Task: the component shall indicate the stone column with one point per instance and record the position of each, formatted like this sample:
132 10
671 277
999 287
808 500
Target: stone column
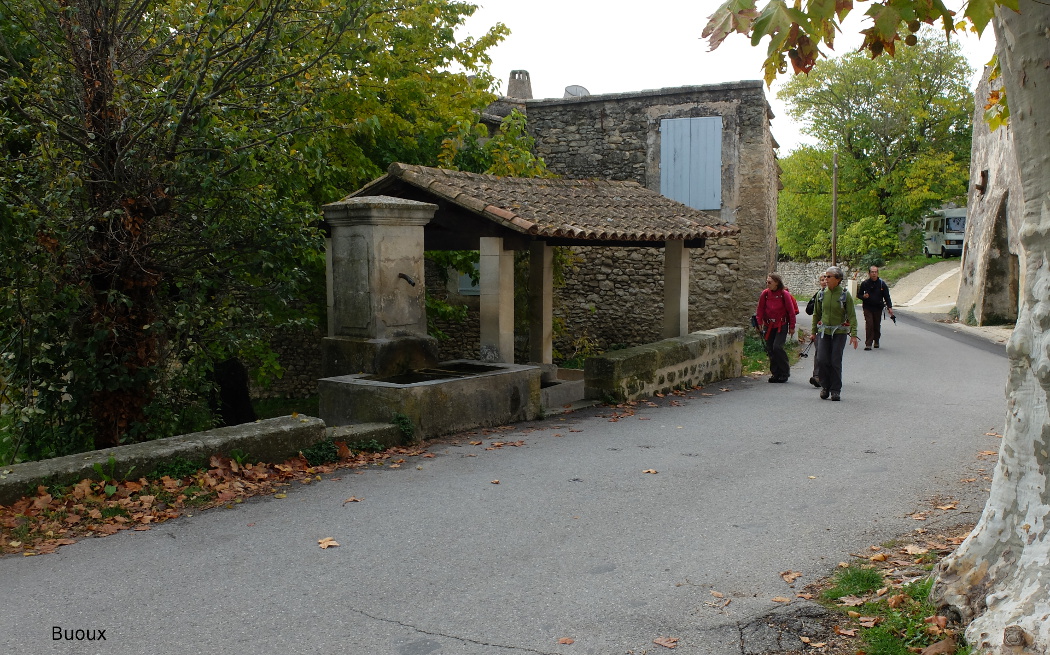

**Given request**
Reproduce the material above line for line, leaving out the picture.

**Answer to the task**
Task: the component shall indicate the stone column with one point per instance and record the position of each, formatted like this sample:
132 10
671 277
999 287
808 500
Target: stone column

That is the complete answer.